I wanted a pubsub service so I could send the songs around. I wanted to be
able to use it in a open source app and ideally client to client.

The one I ended up going with was Faye
([http://faye.jcoglan.com/](http://faye.jcoglan.com/)) but I tried a few
others.

Will take a look at this! Looks neat.

------
Matthias247
Although I could only look at the surface up to now, this looks really
interesting!

I always wondered why there are dozens of RPC-only and Pub/Sub-only protocols
out there and nothing that is really suitable for record/property
synchronization. Because this one important feature in my-domain I have
implemented something quite similar to deepstream for my needs, but currently
a little bit more limited (pure client-server model, there are no client-
hosted RPC methods, no auth, etc.). I chose to make synchronization
unidirectional, which avoids the need for merging and conflict resolution and
works good for my use cases. There I would have a model where I say the client
must call an RPC method on the server, that method would change a property and
this would then get synced back to client. I guess that would also be possible
with deepstream, but I woul need to configure it in order to let only a single
client manipulate the property.

What the task asks: Extend the forum thread on pub/sub services and deepstream above, starting right after its final sentence.

Material supplied:
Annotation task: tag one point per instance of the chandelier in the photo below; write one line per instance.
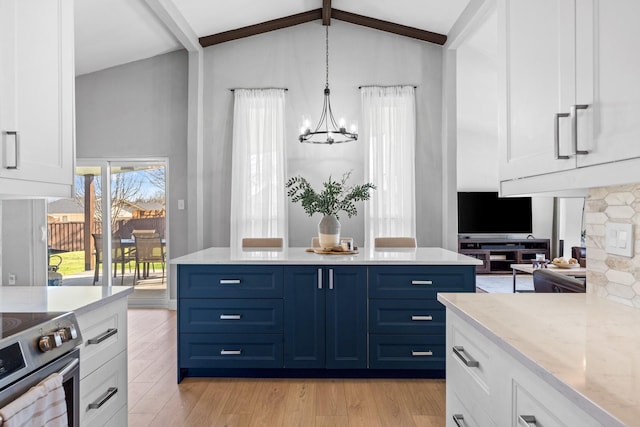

* * *

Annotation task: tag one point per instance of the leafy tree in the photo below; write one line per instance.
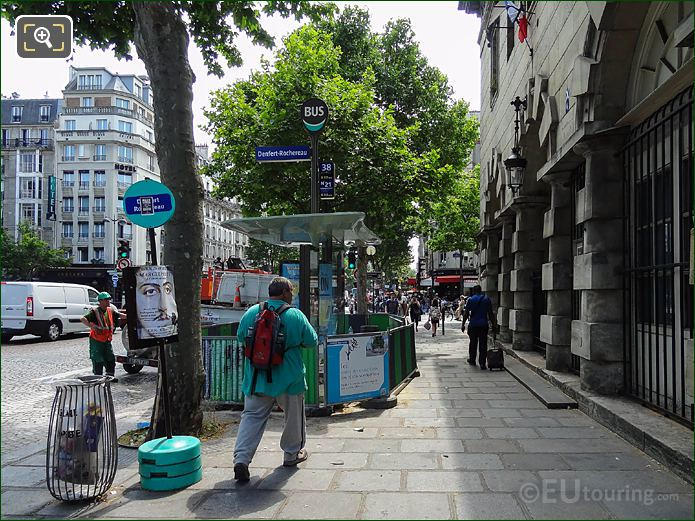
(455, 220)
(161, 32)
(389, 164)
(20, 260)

--

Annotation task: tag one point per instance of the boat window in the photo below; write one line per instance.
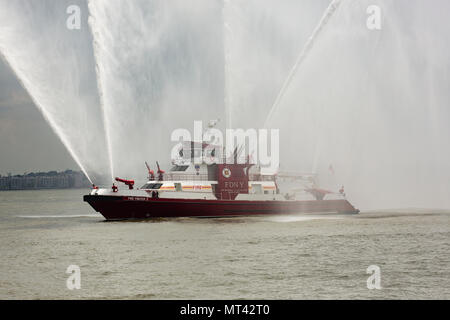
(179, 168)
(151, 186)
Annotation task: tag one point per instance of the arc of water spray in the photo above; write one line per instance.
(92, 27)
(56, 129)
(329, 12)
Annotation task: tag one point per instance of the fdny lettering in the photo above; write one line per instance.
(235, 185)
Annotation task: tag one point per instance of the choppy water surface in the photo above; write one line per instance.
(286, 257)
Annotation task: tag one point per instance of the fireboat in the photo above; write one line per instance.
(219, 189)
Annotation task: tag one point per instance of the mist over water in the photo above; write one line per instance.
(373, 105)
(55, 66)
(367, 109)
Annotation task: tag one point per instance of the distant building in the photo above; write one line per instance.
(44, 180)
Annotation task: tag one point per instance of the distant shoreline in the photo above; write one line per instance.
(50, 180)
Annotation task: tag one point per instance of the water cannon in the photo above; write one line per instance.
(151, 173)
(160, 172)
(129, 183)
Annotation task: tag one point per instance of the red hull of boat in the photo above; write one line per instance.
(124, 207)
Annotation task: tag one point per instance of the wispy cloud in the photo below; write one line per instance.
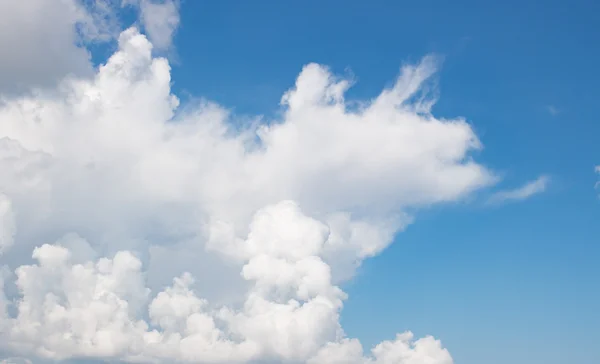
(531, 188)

Final result:
Some tech questions: \- Are there any ordering guarantees? E.g. between
different RPC calls as well as between RPC calls and messages and property
updates? Giving those guarantees can increase the difficulty in implementation
a lot, but reduces complexity in API design. \- Have you also thought on
meteor like optimistic updates? I thought it can probably be implemented by
putting some additional information in the results of RPC calls - some
information about which properties where updates as a side effect of the call
and in which version of these properties the updates are applied.

------
majke
I skimmed the docs, but I'm unsure about the semantics. The pubsub, what
happens to slow clients? The same for synchronization.

Basically - how it behaves when the clients are not behaving.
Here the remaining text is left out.